Records from a data collection:
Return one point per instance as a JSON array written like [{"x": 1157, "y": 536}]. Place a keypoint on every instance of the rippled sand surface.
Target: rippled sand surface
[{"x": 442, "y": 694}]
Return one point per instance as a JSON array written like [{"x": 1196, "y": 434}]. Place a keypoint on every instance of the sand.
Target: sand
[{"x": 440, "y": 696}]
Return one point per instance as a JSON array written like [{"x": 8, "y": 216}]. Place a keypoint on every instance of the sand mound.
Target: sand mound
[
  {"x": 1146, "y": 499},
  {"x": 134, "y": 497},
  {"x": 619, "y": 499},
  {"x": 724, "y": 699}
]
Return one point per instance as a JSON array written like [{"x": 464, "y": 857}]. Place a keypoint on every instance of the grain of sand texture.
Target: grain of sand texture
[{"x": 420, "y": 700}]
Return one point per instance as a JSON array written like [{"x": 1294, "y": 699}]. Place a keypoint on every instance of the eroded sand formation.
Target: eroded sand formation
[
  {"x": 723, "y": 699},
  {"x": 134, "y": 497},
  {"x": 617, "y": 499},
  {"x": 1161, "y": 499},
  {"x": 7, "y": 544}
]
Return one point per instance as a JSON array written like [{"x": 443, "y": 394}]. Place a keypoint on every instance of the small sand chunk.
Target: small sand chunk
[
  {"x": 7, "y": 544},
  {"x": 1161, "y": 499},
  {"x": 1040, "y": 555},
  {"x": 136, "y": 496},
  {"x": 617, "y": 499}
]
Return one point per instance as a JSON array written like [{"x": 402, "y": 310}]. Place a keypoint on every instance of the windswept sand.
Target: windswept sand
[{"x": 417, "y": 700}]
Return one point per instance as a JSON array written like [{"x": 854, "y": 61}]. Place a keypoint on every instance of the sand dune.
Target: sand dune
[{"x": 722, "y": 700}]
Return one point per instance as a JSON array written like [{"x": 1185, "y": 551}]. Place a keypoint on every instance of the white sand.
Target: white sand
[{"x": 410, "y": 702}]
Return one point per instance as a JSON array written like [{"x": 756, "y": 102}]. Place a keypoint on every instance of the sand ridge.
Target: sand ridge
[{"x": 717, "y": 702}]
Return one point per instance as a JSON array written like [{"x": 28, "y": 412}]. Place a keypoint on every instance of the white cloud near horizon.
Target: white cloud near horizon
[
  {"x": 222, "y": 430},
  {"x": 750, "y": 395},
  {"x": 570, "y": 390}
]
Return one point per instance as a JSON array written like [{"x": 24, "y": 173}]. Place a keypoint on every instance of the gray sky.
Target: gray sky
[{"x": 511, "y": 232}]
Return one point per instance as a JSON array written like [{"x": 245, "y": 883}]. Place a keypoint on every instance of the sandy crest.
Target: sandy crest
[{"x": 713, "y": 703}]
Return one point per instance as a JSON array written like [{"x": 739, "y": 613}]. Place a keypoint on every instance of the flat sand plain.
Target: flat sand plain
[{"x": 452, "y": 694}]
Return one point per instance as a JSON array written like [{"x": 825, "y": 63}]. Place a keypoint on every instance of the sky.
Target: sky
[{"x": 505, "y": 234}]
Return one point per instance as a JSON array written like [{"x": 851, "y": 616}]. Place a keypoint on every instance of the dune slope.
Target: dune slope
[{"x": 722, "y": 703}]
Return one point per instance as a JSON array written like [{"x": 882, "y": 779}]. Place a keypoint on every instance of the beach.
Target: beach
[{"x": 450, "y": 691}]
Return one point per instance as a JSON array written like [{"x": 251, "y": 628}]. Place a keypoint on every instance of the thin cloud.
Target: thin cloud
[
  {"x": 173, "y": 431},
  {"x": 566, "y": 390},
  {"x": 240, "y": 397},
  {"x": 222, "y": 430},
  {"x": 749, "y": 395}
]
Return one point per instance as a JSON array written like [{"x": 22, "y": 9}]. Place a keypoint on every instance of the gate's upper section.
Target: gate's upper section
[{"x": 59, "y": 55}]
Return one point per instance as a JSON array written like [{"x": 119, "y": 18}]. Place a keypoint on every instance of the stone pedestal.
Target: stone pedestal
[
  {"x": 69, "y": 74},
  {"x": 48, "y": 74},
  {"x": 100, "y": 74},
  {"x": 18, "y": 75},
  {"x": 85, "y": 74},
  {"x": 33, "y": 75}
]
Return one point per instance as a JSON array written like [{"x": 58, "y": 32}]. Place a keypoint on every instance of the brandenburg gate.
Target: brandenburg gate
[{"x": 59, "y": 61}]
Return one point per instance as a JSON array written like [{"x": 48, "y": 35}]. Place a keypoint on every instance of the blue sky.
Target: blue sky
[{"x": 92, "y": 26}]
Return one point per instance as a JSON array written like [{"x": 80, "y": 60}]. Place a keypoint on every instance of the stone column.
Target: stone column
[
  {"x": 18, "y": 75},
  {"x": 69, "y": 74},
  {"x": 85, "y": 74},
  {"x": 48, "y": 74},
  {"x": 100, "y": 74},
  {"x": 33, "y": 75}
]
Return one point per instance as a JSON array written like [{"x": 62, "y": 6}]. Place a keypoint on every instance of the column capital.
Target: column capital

• Work item: Of the entries above, repeat exactly the lines between the line with "Target: sand mound" and the line with "the sand dune.", inclusive, and no others.

• Solution below:
Target: sand mound
[
  {"x": 1146, "y": 499},
  {"x": 134, "y": 497},
  {"x": 619, "y": 499},
  {"x": 724, "y": 699}
]
Return one point per instance as a JSON array written like [{"x": 464, "y": 857}]. Place a keypoint on every instance of the grain of sand texture.
Target: grain of sand texture
[{"x": 420, "y": 700}]
Return one point per instance as a JSON array written like [{"x": 1294, "y": 699}]. Place a keypoint on every instance of the eroded sand formation.
Target: eroded sand formation
[
  {"x": 723, "y": 699},
  {"x": 134, "y": 497},
  {"x": 617, "y": 499},
  {"x": 1161, "y": 499},
  {"x": 7, "y": 544}
]
Return one point per instance as a JSON array written like [{"x": 443, "y": 394}]. Place a keypoint on every instance of the small sand chunk.
Target: small sand chunk
[
  {"x": 7, "y": 544},
  {"x": 1161, "y": 499},
  {"x": 1040, "y": 555},
  {"x": 136, "y": 496},
  {"x": 617, "y": 499}
]
Return one point per instance as a JSON array written like [{"x": 402, "y": 310}]. Place a keypoint on every instance of the windswept sand.
Target: windswept sand
[{"x": 417, "y": 700}]
Return one point per instance as a JSON array written like [{"x": 854, "y": 61}]. Place a keypoint on every instance of the sand dune.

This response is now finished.